Starting with the first line and ending with the last, transcribe the data exactly.

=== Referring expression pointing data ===
== Segment start ==
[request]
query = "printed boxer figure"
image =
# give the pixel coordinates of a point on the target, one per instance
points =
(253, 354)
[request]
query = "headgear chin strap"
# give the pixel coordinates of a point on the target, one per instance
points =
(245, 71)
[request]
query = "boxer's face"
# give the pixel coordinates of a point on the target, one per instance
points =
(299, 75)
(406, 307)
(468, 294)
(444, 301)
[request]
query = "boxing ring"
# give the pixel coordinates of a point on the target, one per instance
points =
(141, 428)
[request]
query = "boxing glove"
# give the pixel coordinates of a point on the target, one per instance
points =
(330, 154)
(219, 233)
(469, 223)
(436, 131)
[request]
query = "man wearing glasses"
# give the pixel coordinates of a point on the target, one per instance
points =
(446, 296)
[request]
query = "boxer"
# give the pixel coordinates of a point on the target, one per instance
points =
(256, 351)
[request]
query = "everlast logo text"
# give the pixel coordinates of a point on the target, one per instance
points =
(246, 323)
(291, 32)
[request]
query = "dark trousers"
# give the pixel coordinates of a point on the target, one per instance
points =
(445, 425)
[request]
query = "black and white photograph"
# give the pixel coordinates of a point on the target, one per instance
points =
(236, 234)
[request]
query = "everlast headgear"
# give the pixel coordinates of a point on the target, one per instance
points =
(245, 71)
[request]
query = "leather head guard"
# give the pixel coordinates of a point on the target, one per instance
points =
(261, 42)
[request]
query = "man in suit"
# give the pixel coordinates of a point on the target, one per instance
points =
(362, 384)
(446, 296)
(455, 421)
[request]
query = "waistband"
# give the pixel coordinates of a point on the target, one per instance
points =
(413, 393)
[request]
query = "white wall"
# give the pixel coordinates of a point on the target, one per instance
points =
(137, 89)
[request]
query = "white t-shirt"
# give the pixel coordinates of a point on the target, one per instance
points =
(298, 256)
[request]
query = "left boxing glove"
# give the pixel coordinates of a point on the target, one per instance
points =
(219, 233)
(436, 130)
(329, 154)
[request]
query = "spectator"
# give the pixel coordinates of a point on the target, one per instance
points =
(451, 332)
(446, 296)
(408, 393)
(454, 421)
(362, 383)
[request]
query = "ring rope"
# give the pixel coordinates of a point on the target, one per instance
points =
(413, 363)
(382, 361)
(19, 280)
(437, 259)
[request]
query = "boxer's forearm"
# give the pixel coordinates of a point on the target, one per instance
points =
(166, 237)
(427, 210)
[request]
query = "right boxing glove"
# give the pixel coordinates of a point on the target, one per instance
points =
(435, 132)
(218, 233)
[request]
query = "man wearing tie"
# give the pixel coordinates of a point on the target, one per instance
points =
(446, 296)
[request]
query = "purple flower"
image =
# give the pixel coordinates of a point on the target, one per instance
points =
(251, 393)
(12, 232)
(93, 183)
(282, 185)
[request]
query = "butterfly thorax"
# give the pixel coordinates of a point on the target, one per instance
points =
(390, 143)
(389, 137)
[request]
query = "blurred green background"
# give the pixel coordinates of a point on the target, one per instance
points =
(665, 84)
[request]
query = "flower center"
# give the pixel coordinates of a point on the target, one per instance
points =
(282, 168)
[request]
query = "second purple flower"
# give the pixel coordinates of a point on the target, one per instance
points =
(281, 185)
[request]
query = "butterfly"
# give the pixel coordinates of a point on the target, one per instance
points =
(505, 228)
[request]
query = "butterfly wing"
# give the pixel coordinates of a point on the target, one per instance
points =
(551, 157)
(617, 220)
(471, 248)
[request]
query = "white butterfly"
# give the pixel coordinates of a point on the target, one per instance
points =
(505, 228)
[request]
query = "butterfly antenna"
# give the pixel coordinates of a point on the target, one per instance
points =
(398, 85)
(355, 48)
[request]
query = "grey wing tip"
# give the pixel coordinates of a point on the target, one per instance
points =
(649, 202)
== Segment end ==
=== Exercise response ===
[request]
query = "printed boxer figure"
image =
# give the pixel coordinates of a point on the target, one per instance
points =
(253, 354)
[request]
query = "headgear chin strap"
# give the pixel coordinates of a point on the target, one per instance
points =
(245, 71)
[request]
query = "boxer's face"
# give the pixel coordinates of a point on the target, one per instance
points =
(299, 75)
(406, 307)
(468, 294)
(444, 301)
[request]
query = "boxing ring"
# give the pixel coordinates of a point on the target, one per instance
points =
(141, 428)
[request]
query = "boxing glove"
# give the pixel coordinates of a point on the target, one per instance
points =
(330, 154)
(219, 233)
(469, 223)
(436, 131)
[request]
query = "man wearing glasses"
# give the pixel coordinates of a point on the target, one per instance
points =
(446, 296)
[request]
query = "boxer"
# give the pixel coordinates of a point on the target, one per instance
points =
(256, 351)
[request]
query = "everlast logo text"
# give the pixel coordinates of a point on the target, one per instance
points =
(246, 323)
(291, 32)
[request]
query = "dark trousers"
# give the pixel coordinates of a point on the target, one per instance
points =
(445, 425)
[request]
query = "black and white photograph"
# give the pixel coordinates of a point on the target, one per instance
points =
(236, 234)
[request]
query = "everlast headgear"
# give the pixel coordinates of a point on the target, one per instance
points =
(245, 71)
[request]
query = "leather head guard"
# give the pixel coordinates of a point on the target, one per instance
points =
(261, 42)
[request]
query = "man in suit"
# give the pixel coordinates of a point on the target, one per instance
points =
(362, 384)
(446, 296)
(455, 421)
[request]
query = "waistband"
# give the pixel coordinates of a point on the target, one per instance
points =
(413, 393)
[request]
query = "white wall"
# give the pixel coordinates of a point on the target, one per instance
points =
(137, 89)
[request]
query = "white t-shirt"
# give the pixel coordinates of a point on the target, one per instance
points =
(298, 256)
[request]
query = "left boxing glove"
# give the pixel coordinates of a point on the target, one per instance
points =
(219, 233)
(436, 130)
(329, 154)
[request]
query = "spectator"
# give the pixel coordinates of a point on the target, one per instance
points =
(451, 332)
(446, 296)
(408, 393)
(454, 421)
(362, 383)
[request]
query = "ring rope"
# give the pixel coordinates of a point on the target, one per instance
points =
(413, 363)
(382, 361)
(19, 280)
(437, 259)
[request]
query = "boxer's forearm"
# give the pixel coordinates of a point on the target, one per instance
points =
(166, 237)
(427, 210)
[request]
query = "right boxing glove"
# give the pixel coordinates of a point on the target, one per instance
points =
(435, 132)
(218, 233)
[request]
query = "man wearing tie"
# give the pixel coordinates of a point on the target, one per instance
points =
(446, 296)
[request]
query = "purple flower"
image =
# give the pixel coordinates of a point on the target, one per instance
points =
(251, 393)
(12, 232)
(93, 183)
(282, 185)
[request]
query = "butterfly thorax"
# give the pixel coordinates of a point on the target, one per instance
points =
(390, 143)
(389, 137)
[request]
query = "blurred green background"
# give the pixel coordinates of a point on the target, one per instance
points =
(665, 84)
[request]
query = "flower center"
# give the pixel coordinates of a point on the target, one per instance
points =
(282, 168)
[request]
query = "second purple flower"
# give the pixel coordinates of a point on the target, one per instance
points =
(281, 185)
[request]
query = "butterfly"
# give the pixel coordinates of a point on the target, one per instance
points =
(505, 228)
[request]
query = "butterfly wing"
# give the pixel coordinates of a point on the target, one per instance
points =
(551, 157)
(617, 220)
(471, 248)
[request]
query = "white butterfly"
# give the pixel coordinates of a point on the target, one per instance
points =
(505, 228)
[request]
query = "butterfly antenna"
# give the pixel coordinates of a point on the target, one per instance
points =
(398, 85)
(355, 48)
[request]
query = "grey wing tip"
# give the pixel coordinates of a point on the target, one per instance
points =
(649, 202)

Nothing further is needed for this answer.